According to PJStar, former Peoria man filed a lawsuit that has been thrown out by a federal judge due to statute of limitations restrictions.
Johnnie L. Savory was convicted of killing 19-year-old Connie Cooper and her 14-year-old brother, James Robinson, at their home. The victims were fatally stabbed in June of 1977, and as a result, Savory spent almost 30 years behind bars.
Savory was 14 at the time, and he claims that he was coerced into making a false confession after 31 hours of “abusive and illegal interrogation.”
The judge that oversaw the case, U.S. District Judge Gary Feinerman, is based in Chicago and seemed sympathetic, but he also noted that the statute of limitations is “unforgiving.”
“Because Savory’s claims are barred by the applicable statutes of limitations, this suit is dismissed. The dismissal is with prejudice because repleading could not possibly cure the claims’ untimeliness,” wrote Judge Feinerman.
In 1962, 11.5% of federal civil cases went to trial. Today, experts say the percentage of civil cases that actually reach trial in the Federal courts is estimated to be about 1%, oftentimes due to legal restrictions such as statutes of limitations.
There are 1,315,561 lawyers in the United States, and Savory, now 55, worked with his lawyers to draft the suit, which also claims that the city of Peoria destroyed evidence and that DNA testing performed recently proves that Savory shouldn’t have even been a suspect, let alone receive a conviction.
Northwestern University’s Center on Wrongful Convictions states that aside from the confession that was obtained illegally, the only other evidence was inconclusive. It showed the alleged weapon used for the double murder — a knife, which was later found in Savory’s possession. However, it shows traces of blood that were too minuscule to test at the time. A pair of pants with blood stains was also taken from Savory’s home, but they were several sizes too large to fit him. The final clues were several hairs taken from the scene, which were said to microscopically resemble Savory’s.

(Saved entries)
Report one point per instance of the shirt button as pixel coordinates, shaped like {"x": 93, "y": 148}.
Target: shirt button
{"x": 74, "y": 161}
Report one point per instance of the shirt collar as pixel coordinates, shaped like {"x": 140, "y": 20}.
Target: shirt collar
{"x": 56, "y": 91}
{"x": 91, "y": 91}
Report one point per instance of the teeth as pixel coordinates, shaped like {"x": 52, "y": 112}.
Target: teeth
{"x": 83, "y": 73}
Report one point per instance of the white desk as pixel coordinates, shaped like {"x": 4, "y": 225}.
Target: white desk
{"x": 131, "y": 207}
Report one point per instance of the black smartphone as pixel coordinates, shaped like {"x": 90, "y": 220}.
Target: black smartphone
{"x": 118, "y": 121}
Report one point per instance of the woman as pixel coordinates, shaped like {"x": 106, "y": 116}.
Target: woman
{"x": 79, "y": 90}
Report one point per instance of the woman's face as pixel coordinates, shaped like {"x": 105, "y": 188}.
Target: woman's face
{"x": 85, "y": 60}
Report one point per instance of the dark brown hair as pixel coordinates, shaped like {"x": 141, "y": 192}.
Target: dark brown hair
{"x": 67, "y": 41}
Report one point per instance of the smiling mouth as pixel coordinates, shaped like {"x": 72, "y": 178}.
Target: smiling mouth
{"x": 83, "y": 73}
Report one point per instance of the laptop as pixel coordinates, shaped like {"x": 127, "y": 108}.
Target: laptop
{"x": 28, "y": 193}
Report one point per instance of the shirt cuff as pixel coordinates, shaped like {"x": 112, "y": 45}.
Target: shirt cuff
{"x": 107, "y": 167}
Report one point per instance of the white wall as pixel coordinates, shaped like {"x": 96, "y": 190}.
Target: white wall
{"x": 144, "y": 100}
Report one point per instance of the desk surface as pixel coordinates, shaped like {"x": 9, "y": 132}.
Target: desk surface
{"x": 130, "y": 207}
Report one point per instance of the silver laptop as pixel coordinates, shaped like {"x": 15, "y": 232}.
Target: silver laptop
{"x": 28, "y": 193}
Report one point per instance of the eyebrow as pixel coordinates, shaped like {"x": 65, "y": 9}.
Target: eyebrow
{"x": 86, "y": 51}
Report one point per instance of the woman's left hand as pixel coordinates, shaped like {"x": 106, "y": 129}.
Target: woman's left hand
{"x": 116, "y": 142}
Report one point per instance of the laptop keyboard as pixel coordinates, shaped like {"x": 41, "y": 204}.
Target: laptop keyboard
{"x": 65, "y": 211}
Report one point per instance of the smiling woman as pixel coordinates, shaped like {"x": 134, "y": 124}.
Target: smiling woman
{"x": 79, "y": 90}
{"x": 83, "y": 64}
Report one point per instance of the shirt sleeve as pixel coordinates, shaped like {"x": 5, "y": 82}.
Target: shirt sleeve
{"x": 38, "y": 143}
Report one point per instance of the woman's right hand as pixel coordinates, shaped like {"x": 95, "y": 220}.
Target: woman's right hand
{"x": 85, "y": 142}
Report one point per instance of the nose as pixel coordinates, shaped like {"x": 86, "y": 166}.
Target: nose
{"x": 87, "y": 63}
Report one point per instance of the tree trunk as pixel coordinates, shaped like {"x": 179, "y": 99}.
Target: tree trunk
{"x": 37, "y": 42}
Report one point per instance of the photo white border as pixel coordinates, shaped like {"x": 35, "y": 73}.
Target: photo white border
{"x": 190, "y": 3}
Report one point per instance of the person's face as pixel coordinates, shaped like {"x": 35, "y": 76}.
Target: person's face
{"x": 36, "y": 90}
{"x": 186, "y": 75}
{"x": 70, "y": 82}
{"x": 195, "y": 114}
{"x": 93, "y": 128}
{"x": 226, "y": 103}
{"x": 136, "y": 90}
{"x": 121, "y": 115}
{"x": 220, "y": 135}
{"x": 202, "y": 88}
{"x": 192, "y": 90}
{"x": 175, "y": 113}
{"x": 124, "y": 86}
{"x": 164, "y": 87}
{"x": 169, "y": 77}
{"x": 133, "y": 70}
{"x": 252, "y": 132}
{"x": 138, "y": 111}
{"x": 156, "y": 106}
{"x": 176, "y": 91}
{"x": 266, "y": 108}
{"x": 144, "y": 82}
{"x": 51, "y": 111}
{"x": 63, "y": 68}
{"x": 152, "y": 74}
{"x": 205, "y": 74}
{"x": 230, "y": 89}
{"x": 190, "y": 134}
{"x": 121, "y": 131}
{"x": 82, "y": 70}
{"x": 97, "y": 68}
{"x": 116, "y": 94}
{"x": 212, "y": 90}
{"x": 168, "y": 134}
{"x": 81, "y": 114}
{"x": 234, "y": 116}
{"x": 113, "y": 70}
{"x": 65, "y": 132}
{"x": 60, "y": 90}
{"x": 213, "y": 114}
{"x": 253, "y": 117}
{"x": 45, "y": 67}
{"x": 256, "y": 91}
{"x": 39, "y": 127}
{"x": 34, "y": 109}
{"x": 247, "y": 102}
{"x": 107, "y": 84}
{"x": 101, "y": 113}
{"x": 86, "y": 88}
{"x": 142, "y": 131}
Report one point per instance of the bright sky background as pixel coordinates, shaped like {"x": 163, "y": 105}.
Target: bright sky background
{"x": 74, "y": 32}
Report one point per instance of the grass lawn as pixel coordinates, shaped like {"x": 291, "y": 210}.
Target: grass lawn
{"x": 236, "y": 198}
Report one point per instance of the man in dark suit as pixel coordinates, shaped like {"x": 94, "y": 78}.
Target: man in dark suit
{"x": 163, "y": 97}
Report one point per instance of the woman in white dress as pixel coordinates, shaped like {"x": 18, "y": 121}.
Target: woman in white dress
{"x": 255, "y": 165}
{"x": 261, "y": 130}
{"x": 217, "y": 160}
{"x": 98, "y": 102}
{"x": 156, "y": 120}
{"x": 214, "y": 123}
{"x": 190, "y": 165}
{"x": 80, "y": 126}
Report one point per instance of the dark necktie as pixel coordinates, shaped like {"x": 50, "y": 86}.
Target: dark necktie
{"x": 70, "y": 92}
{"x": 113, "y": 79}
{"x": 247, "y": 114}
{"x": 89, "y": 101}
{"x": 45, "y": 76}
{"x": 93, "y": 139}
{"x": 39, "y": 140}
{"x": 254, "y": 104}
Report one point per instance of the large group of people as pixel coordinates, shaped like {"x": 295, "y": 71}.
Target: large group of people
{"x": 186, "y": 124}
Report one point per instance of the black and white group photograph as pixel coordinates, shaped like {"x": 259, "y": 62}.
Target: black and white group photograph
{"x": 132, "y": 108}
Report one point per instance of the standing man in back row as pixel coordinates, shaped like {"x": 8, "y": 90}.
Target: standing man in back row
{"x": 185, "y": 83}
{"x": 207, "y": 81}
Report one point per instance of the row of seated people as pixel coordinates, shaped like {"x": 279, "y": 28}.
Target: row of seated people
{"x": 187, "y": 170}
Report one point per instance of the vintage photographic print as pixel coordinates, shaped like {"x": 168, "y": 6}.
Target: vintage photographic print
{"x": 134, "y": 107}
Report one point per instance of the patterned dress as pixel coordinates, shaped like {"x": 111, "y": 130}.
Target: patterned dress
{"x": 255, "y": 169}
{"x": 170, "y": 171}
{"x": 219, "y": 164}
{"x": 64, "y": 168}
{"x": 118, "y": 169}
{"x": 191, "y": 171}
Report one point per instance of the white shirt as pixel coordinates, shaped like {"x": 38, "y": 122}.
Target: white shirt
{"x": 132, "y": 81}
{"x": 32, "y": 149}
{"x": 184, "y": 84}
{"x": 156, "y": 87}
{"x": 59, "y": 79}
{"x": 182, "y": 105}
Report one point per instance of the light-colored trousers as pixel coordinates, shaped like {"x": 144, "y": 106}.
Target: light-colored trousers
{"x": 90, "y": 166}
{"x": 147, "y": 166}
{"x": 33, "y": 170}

EXERCISE SET:
[A] Answer these questions from the article on the Savory lawsuit:
(i) How old was Connie Cooper when she was killed?
(ii) How many hours of interrogation does Savory say preceded his confession?
(iii) What percentage of federal civil cases went to trial in 1962?
[B] According to the Savory lawsuit article's paragraph citing Northwestern University's Center on Wrongful Convictions, what pieces of evidence were there against Savory? List every one.
[C] Translate this sentence from the article on the Savory lawsuit into Spanish: "Savory was 14 at the time, and he claims that he was coerced into making a false confession after 31 hours of “abusive and illegal interrogation.”"

TASK-BY-TASK SOLUTIONS:
[A]
(i) 19 years old
(ii) 31 hours
(iii) 11.5%

[B]
- The confession that was obtained illegally
- A knife, the alleged weapon, later found in Savory's possession
- A pair of pants with blood stains taken from Savory's home
- Several hairs taken from the scene

[C] Savory tenía 14 años en ese momento y afirma que fue coaccionado para hacer una confesión falsa tras 31 horas de «interrogatorio abusivo e ilegal».